* Material provided *
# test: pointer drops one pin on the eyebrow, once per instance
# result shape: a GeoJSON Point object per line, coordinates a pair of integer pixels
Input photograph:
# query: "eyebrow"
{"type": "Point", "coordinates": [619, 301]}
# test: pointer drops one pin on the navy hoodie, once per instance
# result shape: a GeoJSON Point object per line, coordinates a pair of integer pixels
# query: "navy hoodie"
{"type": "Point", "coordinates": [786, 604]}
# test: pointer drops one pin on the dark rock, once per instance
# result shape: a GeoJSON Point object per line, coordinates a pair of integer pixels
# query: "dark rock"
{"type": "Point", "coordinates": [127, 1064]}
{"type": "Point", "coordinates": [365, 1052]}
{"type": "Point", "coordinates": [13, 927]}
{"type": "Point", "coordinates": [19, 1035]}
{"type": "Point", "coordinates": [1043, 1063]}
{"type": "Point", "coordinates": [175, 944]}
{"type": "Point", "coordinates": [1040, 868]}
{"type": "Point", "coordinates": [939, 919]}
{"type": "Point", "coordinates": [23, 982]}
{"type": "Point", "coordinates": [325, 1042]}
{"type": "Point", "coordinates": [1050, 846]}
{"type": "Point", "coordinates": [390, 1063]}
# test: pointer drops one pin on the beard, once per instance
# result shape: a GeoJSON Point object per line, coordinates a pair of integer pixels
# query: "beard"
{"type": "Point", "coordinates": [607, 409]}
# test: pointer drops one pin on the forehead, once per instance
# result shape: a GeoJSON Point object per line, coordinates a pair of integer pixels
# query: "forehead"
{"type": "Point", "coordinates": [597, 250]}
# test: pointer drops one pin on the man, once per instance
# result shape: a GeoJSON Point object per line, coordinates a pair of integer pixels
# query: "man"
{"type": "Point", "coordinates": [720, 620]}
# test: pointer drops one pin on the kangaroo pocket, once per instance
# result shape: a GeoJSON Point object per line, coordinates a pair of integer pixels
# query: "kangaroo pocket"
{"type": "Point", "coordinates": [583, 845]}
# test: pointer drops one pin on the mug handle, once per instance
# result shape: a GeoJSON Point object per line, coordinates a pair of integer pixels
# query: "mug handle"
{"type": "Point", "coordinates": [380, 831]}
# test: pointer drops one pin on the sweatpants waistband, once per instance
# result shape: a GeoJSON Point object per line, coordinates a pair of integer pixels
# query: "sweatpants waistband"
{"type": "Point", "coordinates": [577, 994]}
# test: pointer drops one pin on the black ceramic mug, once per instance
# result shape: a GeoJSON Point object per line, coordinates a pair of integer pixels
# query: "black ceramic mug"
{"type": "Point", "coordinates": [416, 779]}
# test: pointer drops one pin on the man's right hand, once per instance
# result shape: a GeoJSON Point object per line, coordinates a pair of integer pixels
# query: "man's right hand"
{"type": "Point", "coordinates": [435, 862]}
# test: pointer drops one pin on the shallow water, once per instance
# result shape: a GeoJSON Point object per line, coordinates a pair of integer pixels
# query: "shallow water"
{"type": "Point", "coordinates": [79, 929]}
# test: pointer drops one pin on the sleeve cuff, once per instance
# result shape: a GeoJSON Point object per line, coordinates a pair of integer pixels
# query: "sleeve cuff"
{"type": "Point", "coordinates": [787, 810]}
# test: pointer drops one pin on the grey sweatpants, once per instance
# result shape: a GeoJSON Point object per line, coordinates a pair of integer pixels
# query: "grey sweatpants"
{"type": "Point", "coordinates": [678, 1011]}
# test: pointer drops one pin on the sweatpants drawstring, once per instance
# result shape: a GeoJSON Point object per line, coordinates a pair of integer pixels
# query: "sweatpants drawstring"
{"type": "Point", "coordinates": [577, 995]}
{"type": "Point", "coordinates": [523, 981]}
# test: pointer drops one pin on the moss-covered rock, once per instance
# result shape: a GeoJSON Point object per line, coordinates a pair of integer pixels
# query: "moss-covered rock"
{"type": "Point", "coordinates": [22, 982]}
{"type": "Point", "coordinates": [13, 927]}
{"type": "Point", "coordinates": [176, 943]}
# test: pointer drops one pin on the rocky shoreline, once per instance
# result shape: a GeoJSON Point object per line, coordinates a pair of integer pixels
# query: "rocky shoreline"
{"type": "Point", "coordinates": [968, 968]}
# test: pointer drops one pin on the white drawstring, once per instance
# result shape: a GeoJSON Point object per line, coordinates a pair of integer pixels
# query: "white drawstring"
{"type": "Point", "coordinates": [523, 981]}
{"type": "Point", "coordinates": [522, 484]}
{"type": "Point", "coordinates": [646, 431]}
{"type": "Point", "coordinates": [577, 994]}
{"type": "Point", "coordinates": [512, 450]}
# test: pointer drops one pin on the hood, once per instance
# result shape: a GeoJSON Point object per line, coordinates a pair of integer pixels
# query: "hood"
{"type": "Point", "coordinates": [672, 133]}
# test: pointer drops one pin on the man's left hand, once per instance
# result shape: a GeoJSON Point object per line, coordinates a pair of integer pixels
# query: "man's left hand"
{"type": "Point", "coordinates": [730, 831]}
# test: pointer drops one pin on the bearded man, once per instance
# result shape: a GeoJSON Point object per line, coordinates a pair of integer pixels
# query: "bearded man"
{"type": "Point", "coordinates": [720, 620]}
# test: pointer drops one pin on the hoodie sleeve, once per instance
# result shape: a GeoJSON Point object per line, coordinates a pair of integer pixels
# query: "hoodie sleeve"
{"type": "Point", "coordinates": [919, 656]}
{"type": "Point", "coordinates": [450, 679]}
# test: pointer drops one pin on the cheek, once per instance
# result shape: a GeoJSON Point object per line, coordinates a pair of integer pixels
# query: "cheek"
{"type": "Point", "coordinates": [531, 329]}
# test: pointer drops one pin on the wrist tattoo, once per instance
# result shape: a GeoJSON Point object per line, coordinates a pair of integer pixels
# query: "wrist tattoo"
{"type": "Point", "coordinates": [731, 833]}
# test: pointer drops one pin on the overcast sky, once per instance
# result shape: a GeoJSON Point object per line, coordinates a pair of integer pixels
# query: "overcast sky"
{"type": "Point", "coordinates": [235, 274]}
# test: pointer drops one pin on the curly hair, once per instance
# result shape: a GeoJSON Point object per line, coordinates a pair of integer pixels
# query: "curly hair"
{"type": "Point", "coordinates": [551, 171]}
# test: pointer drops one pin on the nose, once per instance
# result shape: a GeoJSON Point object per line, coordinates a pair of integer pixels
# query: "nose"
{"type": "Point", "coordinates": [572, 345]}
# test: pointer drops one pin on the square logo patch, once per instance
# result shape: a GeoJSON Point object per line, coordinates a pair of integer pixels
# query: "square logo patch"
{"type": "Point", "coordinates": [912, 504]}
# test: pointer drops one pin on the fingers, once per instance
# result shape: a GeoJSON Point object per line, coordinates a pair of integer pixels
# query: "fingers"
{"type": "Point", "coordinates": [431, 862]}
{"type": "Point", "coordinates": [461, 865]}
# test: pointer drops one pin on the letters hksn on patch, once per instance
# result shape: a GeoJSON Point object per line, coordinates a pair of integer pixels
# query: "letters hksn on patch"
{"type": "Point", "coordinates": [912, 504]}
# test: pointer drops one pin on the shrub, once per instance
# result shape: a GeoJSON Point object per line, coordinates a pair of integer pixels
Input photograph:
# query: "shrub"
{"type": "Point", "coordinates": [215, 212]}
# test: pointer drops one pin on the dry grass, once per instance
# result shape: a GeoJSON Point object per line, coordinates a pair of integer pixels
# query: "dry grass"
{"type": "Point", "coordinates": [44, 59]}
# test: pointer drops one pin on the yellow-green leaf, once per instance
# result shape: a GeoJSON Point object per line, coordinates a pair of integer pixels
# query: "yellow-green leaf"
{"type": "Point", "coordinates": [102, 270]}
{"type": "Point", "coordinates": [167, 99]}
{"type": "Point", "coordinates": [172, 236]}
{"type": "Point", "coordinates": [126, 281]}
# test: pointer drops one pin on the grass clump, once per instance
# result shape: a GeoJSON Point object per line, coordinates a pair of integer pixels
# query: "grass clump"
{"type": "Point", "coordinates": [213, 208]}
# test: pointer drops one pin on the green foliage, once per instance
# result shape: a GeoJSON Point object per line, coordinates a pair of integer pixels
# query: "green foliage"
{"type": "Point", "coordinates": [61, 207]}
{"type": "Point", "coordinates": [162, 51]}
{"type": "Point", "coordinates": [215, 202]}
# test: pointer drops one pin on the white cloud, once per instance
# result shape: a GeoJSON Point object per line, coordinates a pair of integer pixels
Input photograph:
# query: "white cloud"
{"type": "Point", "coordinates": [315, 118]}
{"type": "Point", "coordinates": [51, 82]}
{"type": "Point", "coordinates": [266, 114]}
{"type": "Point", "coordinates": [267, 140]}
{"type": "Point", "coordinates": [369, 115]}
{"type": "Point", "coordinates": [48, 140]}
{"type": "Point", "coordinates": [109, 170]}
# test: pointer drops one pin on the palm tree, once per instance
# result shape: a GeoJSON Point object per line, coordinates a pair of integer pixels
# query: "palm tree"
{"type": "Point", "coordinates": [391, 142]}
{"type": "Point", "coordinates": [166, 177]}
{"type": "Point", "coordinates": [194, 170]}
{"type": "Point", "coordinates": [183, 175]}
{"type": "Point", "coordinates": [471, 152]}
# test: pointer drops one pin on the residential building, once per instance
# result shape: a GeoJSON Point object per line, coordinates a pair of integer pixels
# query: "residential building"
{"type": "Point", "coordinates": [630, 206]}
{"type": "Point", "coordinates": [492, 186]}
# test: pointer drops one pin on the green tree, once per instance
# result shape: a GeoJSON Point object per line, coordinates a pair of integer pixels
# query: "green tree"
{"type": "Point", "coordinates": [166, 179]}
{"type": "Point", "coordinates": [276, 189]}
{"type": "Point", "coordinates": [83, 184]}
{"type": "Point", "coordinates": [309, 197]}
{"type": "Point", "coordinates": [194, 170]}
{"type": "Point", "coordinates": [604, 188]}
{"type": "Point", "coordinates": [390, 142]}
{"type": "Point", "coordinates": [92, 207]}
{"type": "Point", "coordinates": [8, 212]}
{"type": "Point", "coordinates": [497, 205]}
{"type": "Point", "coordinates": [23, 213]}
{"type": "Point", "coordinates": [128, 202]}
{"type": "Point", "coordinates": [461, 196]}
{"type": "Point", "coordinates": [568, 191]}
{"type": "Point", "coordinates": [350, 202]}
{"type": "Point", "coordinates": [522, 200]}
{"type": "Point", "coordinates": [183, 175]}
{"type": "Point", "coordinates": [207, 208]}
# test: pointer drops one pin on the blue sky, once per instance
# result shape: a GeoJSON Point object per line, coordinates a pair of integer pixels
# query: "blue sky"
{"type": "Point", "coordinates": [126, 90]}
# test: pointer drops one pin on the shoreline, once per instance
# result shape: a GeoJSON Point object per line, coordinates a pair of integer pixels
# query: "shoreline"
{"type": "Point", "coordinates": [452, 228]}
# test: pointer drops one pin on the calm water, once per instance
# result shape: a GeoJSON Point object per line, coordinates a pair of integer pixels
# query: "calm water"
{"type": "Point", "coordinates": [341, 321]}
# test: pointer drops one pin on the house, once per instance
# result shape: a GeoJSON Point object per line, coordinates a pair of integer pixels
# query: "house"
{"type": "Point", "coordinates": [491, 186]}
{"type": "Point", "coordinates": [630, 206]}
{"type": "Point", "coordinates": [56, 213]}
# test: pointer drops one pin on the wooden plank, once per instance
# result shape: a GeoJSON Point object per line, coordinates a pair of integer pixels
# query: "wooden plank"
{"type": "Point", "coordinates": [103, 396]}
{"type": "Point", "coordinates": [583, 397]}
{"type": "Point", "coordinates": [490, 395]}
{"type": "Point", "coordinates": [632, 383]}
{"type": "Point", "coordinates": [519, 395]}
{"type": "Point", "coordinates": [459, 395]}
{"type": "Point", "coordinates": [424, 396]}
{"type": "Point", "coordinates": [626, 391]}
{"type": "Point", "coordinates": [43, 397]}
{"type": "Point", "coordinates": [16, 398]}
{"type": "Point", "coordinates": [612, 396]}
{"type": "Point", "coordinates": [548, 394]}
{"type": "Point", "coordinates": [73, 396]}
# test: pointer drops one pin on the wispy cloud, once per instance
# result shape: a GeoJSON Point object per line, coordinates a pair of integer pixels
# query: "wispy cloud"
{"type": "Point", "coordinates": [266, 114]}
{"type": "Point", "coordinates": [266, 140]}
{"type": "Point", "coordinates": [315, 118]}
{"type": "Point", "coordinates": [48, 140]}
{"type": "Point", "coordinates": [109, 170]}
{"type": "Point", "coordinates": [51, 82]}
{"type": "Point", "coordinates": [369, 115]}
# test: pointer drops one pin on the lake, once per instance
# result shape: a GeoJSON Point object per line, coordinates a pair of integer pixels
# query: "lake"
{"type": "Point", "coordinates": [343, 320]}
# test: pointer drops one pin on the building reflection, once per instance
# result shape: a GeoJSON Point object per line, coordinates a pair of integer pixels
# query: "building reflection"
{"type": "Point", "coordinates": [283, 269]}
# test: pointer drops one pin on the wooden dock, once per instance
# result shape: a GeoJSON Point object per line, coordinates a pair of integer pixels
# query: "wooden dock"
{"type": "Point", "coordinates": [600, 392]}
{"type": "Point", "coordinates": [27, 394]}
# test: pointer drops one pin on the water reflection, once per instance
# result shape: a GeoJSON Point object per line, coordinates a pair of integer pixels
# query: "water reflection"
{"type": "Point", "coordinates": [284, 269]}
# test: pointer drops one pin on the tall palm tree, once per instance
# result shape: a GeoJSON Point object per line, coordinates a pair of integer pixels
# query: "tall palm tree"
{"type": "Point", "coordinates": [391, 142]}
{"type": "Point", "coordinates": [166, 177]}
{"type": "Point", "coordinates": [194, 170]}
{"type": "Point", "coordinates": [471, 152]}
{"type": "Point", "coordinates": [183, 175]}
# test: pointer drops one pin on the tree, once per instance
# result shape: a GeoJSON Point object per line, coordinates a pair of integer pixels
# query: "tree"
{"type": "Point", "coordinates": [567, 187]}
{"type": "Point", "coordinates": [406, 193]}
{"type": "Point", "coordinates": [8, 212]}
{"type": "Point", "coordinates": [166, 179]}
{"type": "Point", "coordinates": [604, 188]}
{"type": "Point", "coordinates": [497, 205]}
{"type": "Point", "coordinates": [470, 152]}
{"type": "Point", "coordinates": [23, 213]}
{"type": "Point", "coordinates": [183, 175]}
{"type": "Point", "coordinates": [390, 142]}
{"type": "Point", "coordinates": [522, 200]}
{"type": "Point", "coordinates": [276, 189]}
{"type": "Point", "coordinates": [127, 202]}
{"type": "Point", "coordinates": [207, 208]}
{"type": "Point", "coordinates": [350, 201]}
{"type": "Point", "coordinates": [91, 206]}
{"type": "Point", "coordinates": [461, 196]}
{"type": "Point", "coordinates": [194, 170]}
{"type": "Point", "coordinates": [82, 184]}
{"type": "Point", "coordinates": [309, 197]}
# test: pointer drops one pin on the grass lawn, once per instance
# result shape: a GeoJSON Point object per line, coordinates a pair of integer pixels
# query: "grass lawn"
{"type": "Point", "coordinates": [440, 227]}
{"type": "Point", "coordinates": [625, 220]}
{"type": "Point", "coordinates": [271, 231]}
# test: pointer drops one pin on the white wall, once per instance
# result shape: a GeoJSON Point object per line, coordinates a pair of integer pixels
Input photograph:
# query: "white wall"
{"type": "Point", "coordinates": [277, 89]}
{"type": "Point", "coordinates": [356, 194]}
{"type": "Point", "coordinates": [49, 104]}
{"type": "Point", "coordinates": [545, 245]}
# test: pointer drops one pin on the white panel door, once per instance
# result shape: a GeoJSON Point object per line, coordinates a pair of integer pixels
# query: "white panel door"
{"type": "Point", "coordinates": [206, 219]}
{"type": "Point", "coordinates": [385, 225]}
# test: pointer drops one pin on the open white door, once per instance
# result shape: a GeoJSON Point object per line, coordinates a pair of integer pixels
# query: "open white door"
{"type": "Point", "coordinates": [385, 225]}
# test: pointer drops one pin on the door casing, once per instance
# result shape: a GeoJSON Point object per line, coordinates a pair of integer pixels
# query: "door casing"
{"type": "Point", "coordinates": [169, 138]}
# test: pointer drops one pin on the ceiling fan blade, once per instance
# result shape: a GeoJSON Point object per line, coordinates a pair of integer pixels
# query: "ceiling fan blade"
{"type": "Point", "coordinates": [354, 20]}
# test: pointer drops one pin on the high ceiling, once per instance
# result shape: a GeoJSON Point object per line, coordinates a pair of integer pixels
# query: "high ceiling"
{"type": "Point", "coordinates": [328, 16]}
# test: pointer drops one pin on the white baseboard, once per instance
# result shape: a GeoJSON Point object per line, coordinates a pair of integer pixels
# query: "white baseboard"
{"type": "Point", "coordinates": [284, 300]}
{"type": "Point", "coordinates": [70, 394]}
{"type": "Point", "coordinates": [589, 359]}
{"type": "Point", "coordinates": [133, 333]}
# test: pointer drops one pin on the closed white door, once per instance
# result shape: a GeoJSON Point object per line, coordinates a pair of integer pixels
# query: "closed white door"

* Directions for this task *
Wherever the word "closed" turns up in a line of the entries above, copy that line.

* Solved exercise *
# test: pointer drops one pin on the closed white door, once per instance
# query: "closed white door"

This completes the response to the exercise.